## Exercise aim
Give back, unchanged, the lines from the one containing "the white stripe" to the end of the listing, inclusive of both.

BEGIN

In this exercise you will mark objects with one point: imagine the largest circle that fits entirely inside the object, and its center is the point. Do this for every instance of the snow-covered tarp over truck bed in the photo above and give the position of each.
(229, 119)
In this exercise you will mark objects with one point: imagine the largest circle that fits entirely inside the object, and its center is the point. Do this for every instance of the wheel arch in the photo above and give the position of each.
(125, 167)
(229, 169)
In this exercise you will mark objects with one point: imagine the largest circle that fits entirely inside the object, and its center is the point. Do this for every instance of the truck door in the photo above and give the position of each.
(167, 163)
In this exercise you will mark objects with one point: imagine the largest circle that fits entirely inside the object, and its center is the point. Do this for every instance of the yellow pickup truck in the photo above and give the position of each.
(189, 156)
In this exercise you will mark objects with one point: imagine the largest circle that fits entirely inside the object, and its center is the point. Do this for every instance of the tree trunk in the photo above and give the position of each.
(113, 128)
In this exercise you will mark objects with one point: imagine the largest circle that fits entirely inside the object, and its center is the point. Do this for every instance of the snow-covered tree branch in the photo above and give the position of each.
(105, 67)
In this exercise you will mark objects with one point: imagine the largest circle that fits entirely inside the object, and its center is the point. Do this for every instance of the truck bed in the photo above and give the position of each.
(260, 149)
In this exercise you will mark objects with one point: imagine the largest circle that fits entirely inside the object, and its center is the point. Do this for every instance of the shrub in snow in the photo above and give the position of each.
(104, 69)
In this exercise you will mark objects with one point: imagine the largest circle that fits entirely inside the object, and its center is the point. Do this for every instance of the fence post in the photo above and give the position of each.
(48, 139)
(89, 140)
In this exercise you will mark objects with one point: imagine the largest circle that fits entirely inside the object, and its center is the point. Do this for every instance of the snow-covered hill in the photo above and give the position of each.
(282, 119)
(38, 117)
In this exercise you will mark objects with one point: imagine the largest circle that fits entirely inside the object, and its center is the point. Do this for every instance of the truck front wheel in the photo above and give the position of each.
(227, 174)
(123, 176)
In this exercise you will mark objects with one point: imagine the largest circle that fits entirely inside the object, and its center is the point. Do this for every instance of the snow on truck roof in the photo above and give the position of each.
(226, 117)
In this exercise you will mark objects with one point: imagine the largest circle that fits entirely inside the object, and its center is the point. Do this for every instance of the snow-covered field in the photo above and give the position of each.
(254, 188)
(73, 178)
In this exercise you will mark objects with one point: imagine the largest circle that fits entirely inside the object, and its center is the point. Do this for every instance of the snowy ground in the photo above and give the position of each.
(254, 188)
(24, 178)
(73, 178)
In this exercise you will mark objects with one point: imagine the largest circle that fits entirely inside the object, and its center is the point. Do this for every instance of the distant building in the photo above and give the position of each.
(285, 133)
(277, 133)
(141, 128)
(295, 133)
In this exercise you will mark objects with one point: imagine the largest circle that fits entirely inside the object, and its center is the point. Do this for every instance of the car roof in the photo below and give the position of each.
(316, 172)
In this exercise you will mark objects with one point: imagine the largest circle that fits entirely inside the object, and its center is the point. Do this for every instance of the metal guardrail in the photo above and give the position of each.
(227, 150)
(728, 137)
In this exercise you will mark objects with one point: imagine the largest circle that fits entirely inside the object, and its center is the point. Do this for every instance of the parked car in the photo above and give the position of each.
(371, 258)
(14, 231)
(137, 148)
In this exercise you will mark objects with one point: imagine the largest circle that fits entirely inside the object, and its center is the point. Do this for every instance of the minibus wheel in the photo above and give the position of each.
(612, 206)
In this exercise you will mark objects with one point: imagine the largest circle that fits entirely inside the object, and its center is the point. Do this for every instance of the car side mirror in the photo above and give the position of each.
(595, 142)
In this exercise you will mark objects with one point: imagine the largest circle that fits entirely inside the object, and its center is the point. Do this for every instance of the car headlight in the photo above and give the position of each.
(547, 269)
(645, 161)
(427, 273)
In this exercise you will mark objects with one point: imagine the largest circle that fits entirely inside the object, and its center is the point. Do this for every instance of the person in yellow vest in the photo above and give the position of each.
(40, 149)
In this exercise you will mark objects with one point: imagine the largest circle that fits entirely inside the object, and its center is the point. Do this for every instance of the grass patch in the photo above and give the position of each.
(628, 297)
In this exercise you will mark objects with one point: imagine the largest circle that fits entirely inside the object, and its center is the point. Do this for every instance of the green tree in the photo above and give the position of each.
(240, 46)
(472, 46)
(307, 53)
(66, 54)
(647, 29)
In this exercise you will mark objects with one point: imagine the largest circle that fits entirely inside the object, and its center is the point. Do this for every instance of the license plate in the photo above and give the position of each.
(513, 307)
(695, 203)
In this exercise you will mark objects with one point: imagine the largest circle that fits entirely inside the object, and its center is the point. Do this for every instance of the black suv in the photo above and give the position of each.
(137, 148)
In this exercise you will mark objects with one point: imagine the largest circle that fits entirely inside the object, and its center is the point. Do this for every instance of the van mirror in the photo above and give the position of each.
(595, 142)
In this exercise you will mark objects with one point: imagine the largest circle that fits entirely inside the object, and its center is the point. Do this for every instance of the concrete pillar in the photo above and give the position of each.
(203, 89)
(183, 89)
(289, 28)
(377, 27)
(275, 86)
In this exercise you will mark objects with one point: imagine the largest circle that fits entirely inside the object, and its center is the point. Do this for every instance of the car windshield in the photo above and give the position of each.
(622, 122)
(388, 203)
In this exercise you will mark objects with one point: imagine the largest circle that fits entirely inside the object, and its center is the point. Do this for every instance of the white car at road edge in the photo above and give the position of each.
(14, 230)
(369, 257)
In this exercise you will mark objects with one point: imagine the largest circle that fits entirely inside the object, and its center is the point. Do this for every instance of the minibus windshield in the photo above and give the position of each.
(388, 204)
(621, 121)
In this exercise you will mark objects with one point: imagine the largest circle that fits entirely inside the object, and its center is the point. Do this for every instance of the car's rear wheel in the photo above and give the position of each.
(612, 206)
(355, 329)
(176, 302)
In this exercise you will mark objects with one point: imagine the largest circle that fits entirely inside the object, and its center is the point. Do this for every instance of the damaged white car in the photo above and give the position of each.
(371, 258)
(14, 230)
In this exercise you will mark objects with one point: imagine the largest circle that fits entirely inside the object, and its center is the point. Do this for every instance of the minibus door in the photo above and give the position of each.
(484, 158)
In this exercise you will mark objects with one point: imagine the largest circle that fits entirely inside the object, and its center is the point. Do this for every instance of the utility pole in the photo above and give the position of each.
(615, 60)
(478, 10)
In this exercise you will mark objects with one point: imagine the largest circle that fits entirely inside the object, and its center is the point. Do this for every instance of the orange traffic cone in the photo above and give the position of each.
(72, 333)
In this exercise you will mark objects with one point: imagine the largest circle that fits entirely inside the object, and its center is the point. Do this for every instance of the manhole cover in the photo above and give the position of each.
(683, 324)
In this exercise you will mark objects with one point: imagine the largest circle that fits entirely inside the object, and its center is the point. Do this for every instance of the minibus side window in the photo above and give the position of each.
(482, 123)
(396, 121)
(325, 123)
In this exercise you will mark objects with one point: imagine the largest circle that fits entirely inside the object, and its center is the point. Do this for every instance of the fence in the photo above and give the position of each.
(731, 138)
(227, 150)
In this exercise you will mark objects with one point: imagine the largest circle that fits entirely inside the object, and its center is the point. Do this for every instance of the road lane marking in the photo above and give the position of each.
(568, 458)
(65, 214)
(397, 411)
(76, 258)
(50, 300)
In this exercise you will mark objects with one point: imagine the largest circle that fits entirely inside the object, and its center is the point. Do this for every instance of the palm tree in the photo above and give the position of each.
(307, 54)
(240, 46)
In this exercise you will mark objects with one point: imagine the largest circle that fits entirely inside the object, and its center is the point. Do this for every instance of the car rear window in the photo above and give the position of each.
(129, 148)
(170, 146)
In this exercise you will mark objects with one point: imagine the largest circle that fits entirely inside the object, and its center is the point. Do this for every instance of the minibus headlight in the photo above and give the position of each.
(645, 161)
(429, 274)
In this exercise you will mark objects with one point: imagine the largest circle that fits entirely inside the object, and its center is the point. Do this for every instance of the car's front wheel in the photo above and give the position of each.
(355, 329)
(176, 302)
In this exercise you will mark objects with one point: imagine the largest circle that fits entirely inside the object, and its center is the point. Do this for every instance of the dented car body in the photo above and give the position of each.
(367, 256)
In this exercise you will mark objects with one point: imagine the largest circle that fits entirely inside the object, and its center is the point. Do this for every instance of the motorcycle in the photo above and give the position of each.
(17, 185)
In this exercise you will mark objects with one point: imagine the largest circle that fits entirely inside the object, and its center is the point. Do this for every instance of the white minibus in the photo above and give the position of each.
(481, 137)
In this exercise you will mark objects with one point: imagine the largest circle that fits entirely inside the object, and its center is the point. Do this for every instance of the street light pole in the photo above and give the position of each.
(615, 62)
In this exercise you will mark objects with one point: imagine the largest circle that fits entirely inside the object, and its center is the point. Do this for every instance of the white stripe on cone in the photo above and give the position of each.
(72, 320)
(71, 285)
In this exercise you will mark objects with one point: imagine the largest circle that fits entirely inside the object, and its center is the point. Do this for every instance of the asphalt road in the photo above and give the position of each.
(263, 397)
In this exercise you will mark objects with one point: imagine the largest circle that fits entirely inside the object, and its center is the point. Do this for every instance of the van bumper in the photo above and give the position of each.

END

## The answer
In this exercise you will mark objects with one point: imagine the largest circle that fits entirely inside the object, and its center is the point. Do this for every instance of the white stripe on cone in the photo above and give the position of each.
(72, 320)
(71, 285)
In this exercise you will mark objects with one point: imagine the largest circle that fits entirely inside the object, and its center is the point. Do this for every instance of the asphalt road in the photo above and give the position of each.
(263, 397)
In this exercise you will mark objects with one point: imagine the largest circle that fits entirely inside the object, and its center is the point. Do this for every instance of the van bumper in the photo above and give the position of each.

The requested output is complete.